Haha!  All these posts about predator house pets kills me!  I have an 80 lb BABY who's a pit boxer mix (Rocky), a 70 lb boxer (Sophie), and a 20 lb mop (Ollie).  Three shots to catch a chipmunk...and well, not so much.  I can't BELIEVE nine of these dogs thought we had an issue with a critter in the house.  The night that thing plopped out from under the cabinet : don't you sort of picture the dogs lined up, listening to that scratching, trying to figure out how to catch it?  Nope.  Crazy.

when we first got Rocky as a puppy (he was a rescue) my very opinionated and very vocal DIL announced "well, WE won't be coming to your house anymore once he gets out of that puppy stage.  I've heard too much about pits turning on their owners, or mauling children [and she had 2 small children].  I care too much about the safety of my children to take a chance!!!"  I just reminded her of that the other day, because guess who is Rocky's biggest fan?  It became obvious fairly quickly that Rocky was the guardian of the kids.  When I get after any one of my grands, he gets between us with the sweetest wrinkle between his ears.  Once I was on a bed playing with my grandson, tickling him and pretend spanking, making him squeal.  Rocky came and jumped between us.  Well, I thought that was funny, so I kept on.  He wouldn't "bite" me, but he made it very obvious he was NOT happy.  I was playing, he clearly wasn't.  When he couldn't get me to stop, he laid down on that bed between us and pushed me out.  Pushed me right off and onto the floor.  That was the first time I knew how protective he was, so we don't play like that any more.  I respect his position.  Now whenever the 6 month old is here, he sits guard over her every minute.  If she fusses, I get that forehead wrinkle.  But he's a licker, too, and he is DYING to love on her and lick her face.  We are constantly wiping her fingers and toes, as he'll lick anything he can reach...

RECORD SET:
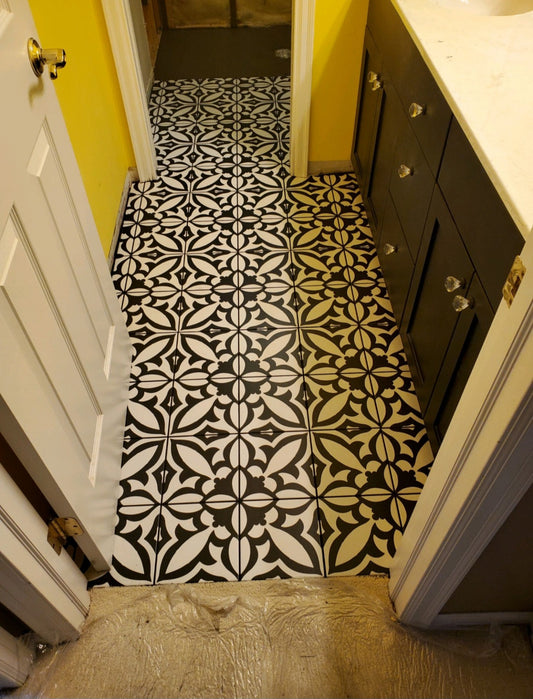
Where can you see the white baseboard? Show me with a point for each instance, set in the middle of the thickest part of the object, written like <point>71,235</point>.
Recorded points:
<point>328,167</point>
<point>15,660</point>
<point>131,176</point>
<point>454,621</point>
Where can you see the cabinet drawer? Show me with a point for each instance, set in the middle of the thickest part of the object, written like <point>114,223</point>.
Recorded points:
<point>427,110</point>
<point>370,97</point>
<point>472,327</point>
<point>411,193</point>
<point>395,260</point>
<point>488,231</point>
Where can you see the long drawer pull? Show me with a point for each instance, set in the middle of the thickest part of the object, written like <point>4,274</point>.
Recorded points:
<point>416,109</point>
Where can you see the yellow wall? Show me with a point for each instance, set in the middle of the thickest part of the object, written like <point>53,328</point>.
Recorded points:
<point>91,102</point>
<point>337,53</point>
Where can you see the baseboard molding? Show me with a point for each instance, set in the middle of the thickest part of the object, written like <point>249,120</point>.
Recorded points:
<point>131,176</point>
<point>454,621</point>
<point>329,167</point>
<point>15,661</point>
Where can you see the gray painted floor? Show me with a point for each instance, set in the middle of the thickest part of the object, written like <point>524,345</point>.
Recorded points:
<point>222,53</point>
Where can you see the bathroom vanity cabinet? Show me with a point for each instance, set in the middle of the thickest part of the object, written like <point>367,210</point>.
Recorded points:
<point>444,238</point>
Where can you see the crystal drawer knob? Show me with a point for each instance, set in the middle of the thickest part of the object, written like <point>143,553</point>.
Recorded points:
<point>416,109</point>
<point>404,171</point>
<point>452,284</point>
<point>461,303</point>
<point>389,249</point>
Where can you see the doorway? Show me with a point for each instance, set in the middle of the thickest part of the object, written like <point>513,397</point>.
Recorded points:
<point>218,38</point>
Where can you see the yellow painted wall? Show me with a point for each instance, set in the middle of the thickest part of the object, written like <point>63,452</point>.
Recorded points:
<point>337,54</point>
<point>91,102</point>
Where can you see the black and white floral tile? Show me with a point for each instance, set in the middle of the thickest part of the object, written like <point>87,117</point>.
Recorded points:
<point>272,428</point>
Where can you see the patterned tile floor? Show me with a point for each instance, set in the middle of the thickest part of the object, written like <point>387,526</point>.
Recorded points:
<point>272,428</point>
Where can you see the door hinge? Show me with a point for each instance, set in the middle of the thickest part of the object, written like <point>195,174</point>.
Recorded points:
<point>513,281</point>
<point>59,529</point>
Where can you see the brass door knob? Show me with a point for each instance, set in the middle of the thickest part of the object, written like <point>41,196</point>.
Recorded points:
<point>404,171</point>
<point>53,58</point>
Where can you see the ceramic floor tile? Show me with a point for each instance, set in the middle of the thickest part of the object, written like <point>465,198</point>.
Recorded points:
<point>270,351</point>
<point>198,542</point>
<point>268,305</point>
<point>208,406</point>
<point>342,460</point>
<point>272,427</point>
<point>202,468</point>
<point>319,305</point>
<point>323,267</point>
<point>340,402</point>
<point>153,355</point>
<point>143,472</point>
<point>205,353</point>
<point>135,543</point>
<point>333,348</point>
<point>272,404</point>
<point>280,539</point>
<point>148,410</point>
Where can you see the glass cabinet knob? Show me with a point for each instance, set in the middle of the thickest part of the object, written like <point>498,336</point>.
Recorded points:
<point>404,171</point>
<point>416,109</point>
<point>452,284</point>
<point>461,303</point>
<point>389,249</point>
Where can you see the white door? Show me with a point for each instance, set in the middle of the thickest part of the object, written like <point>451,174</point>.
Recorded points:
<point>64,348</point>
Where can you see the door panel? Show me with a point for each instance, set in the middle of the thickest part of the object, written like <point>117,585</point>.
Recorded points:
<point>65,352</point>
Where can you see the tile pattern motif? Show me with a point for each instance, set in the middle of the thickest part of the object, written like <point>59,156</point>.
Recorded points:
<point>272,428</point>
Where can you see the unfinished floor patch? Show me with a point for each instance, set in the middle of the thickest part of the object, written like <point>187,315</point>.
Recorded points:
<point>292,638</point>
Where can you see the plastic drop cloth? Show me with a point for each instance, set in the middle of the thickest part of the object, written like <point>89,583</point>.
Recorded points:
<point>335,637</point>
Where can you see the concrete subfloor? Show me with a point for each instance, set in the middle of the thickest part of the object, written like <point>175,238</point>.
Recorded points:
<point>335,637</point>
<point>222,52</point>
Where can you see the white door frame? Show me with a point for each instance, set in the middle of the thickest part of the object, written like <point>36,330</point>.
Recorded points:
<point>123,44</point>
<point>124,47</point>
<point>482,470</point>
<point>303,31</point>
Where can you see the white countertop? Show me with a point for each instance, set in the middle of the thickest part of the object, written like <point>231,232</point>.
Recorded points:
<point>484,66</point>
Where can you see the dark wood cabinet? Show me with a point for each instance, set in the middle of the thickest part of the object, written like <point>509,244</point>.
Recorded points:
<point>437,221</point>
<point>369,107</point>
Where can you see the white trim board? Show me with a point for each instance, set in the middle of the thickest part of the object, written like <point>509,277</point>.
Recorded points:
<point>122,37</point>
<point>303,30</point>
<point>15,660</point>
<point>458,621</point>
<point>46,591</point>
<point>481,472</point>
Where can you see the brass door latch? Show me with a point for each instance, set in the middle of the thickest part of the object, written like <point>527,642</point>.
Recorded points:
<point>59,529</point>
<point>513,281</point>
<point>53,58</point>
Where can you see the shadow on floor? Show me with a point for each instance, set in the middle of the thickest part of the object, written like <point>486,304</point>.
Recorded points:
<point>222,52</point>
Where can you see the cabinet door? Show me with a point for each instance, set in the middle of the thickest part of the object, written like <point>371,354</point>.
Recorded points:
<point>486,226</point>
<point>395,260</point>
<point>411,185</point>
<point>430,319</point>
<point>472,327</point>
<point>377,190</point>
<point>370,96</point>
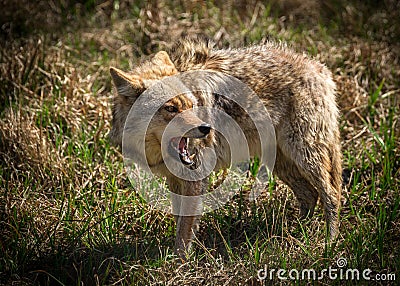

TASK TO COMPLETE: Copy the post about the dogs Rocky, Sophie and Ollie above word for word, from start to finish.

RESULT:
Haha!  All these posts about predator house pets kills me!  I have an 80 lb BABY who's a pit boxer mix (Rocky), a 70 lb boxer (Sophie), and a 20 lb mop (Ollie).  Three shots to catch a chipmunk...and well, not so much.  I can't BELIEVE nine of these dogs thought we had an issue with a critter in the house.  The night that thing plopped out from under the cabinet : don't you sort of picture the dogs lined up, listening to that scratching, trying to figure out how to catch it?  Nope.  Crazy.

when we first got Rocky as a puppy (he was a rescue) my very opinionated and very vocal DIL announced "well, WE won't be coming to your house anymore once he gets out of that puppy stage.  I've heard too much about pits turning on their owners, or mauling children [and she had 2 small children].  I care too much about the safety of my children to take a chance!!!"  I just reminded her of that the other day, because guess who is Rocky's biggest fan?  It became obvious fairly quickly that Rocky was the guardian of the kids.  When I get after any one of my grands, he gets between us with the sweetest wrinkle between his ears.  Once I was on a bed playing with my grandson, tickling him and pretend spanking, making him squeal.  Rocky came and jumped between us.  Well, I thought that was funny, so I kept on.  He wouldn't "bite" me, but he made it very obvious he was NOT happy.  I was playing, he clearly wasn't.  When he couldn't get me to stop, he laid down on that bed between us and pushed me out.  Pushed me right off and onto the floor.  That was the first time I knew how protective he was, so we don't play like that any more.  I respect his position.  Now whenever the 6 month old is here, he sits guard over her every minute.  If she fusses, I get that forehead wrinkle.  But he's a licker, too, and he is DYING to love on her and lick her face.  We are constantly wiping her fingers and toes, as he'll lick anything he can reach...